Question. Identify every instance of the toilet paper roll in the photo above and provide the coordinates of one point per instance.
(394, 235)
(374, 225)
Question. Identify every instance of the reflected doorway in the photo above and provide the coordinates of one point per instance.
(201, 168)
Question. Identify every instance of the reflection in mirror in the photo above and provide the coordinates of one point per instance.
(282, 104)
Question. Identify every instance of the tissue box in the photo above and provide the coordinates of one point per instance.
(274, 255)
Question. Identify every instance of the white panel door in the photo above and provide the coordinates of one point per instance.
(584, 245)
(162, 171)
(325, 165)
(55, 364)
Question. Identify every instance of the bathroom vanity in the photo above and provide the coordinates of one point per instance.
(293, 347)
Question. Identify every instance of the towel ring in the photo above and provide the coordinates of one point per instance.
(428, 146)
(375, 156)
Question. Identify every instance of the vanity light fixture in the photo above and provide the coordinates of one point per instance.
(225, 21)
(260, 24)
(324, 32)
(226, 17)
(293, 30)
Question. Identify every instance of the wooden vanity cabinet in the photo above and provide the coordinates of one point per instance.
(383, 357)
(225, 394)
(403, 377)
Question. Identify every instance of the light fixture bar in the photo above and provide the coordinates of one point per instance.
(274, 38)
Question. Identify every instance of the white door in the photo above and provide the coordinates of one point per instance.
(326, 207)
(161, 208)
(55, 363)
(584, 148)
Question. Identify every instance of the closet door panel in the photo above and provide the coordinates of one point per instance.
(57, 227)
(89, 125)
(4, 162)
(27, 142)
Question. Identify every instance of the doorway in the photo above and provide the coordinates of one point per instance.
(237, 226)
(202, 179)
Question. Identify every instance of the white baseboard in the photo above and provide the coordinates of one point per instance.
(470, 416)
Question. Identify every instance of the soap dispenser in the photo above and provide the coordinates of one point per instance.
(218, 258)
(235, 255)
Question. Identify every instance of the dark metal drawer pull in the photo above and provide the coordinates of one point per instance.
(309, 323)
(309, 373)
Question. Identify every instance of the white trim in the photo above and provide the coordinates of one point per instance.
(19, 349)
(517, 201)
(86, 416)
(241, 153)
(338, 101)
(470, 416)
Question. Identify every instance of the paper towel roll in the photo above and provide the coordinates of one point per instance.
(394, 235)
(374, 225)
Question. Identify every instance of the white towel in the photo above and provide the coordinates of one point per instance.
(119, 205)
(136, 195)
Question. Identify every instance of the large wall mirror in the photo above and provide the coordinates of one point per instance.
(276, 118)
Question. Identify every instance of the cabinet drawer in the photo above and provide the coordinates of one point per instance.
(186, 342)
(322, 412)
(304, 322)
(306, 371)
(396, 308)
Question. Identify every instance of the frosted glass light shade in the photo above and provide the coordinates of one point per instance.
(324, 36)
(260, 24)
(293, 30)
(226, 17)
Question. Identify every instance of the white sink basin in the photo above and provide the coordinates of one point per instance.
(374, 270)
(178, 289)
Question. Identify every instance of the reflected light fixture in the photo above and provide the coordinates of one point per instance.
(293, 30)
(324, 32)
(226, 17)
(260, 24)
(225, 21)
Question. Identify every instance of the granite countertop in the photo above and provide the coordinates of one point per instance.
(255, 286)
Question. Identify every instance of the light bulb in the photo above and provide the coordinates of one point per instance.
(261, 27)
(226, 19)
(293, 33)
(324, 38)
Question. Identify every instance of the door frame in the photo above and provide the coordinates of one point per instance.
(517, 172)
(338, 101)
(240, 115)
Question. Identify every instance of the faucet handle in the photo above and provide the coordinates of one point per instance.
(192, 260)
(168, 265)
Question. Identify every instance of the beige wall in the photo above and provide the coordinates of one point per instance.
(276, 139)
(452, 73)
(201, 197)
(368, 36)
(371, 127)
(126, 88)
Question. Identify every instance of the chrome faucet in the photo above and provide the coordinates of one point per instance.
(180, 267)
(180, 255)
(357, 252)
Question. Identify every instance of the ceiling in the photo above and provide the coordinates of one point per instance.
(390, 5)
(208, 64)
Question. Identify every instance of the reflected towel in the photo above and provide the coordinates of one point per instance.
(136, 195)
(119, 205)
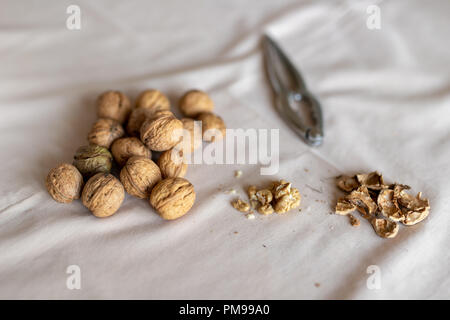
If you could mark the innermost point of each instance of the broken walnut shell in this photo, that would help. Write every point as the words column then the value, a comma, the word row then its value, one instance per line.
column 104, row 132
column 172, row 197
column 103, row 194
column 124, row 148
column 139, row 175
column 64, row 183
column 113, row 105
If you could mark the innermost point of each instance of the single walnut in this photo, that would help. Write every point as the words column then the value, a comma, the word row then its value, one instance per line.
column 162, row 133
column 137, row 118
column 124, row 148
column 92, row 159
column 103, row 194
column 139, row 175
column 192, row 134
column 104, row 132
column 384, row 228
column 172, row 164
column 172, row 197
column 113, row 105
column 194, row 102
column 64, row 183
column 213, row 127
column 153, row 100
column 240, row 205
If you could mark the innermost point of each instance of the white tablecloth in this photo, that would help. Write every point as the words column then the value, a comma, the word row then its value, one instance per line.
column 386, row 102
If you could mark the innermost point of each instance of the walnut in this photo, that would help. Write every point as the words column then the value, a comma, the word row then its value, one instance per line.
column 153, row 100
column 213, row 127
column 139, row 175
column 172, row 164
column 240, row 205
column 92, row 159
column 347, row 183
column 344, row 207
column 172, row 197
column 194, row 140
column 137, row 118
column 162, row 133
column 124, row 148
column 389, row 206
column 104, row 132
column 384, row 228
column 64, row 183
column 103, row 194
column 113, row 105
column 194, row 102
column 288, row 201
column 265, row 209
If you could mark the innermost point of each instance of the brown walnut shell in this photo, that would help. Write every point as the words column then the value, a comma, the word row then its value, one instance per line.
column 124, row 148
column 171, row 163
column 172, row 197
column 104, row 132
column 139, row 175
column 162, row 133
column 113, row 105
column 103, row 194
column 64, row 183
column 195, row 102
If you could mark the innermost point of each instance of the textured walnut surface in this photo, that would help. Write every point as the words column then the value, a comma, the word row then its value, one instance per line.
column 64, row 183
column 172, row 164
column 213, row 127
column 125, row 148
column 153, row 100
column 113, row 105
column 194, row 102
column 162, row 133
column 139, row 175
column 92, row 159
column 104, row 132
column 103, row 194
column 172, row 197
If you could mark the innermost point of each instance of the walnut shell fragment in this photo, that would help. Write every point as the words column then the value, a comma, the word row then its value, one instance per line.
column 384, row 228
column 344, row 207
column 64, row 183
column 124, row 148
column 113, row 105
column 415, row 209
column 388, row 206
column 103, row 194
column 139, row 175
column 172, row 164
column 104, row 132
column 362, row 200
column 172, row 197
column 347, row 183
column 195, row 102
column 162, row 133
column 240, row 205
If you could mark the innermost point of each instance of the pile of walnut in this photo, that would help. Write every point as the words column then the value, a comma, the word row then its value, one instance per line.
column 280, row 197
column 128, row 135
column 381, row 204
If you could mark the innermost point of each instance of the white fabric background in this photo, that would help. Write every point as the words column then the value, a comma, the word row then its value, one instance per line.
column 386, row 100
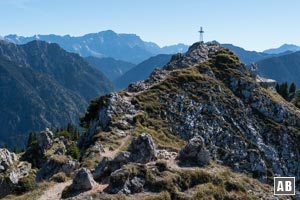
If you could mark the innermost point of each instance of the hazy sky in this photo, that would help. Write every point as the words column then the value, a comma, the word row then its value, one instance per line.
column 252, row 24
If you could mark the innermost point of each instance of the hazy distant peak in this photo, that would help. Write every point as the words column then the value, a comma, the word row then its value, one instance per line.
column 283, row 48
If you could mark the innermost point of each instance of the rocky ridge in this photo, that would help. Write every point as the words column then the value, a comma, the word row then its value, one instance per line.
column 208, row 93
column 181, row 133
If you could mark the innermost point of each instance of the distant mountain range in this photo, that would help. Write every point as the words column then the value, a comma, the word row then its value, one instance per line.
column 282, row 68
column 283, row 48
column 42, row 85
column 142, row 70
column 126, row 47
column 110, row 67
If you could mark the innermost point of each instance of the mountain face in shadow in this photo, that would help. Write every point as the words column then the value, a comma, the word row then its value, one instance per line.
column 42, row 85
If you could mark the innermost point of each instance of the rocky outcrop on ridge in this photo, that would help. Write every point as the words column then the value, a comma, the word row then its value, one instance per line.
column 208, row 92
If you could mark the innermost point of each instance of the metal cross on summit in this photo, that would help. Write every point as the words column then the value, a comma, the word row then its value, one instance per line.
column 201, row 34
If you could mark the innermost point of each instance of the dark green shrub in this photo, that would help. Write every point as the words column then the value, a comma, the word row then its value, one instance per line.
column 26, row 184
column 73, row 151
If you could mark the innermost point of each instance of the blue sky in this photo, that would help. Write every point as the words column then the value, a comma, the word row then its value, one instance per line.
column 254, row 25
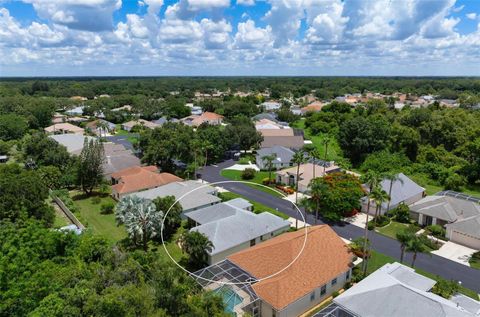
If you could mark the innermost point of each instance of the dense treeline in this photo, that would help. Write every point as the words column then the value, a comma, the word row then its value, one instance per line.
column 326, row 87
column 440, row 144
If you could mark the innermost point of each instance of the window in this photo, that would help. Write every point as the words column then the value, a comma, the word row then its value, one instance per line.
column 323, row 290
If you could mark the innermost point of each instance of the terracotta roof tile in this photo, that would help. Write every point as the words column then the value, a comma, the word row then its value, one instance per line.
column 324, row 257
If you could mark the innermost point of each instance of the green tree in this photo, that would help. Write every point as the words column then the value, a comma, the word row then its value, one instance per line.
══════
Your answer must consist only of the lines from the one containing "of the window" through the last line of the data above, both included, exactly as written.

**Expected output:**
If you could mark the innermost point of each instance of the window in this photo, that would help. Write every point as the words column then the value, a comma, the word row then its value, one instance per line.
column 323, row 290
If you could mark the innermost point of each instance of the terracotta roof tile in this photo, that would help. Write every point as the words column then the value, a comma, the word row then its value, one instance per line.
column 324, row 257
If you could mark the innermost point of each instance of the green tree in this photo, that would help. Write every point as the words column then the value, a comma, the word row then its value, one instance per line.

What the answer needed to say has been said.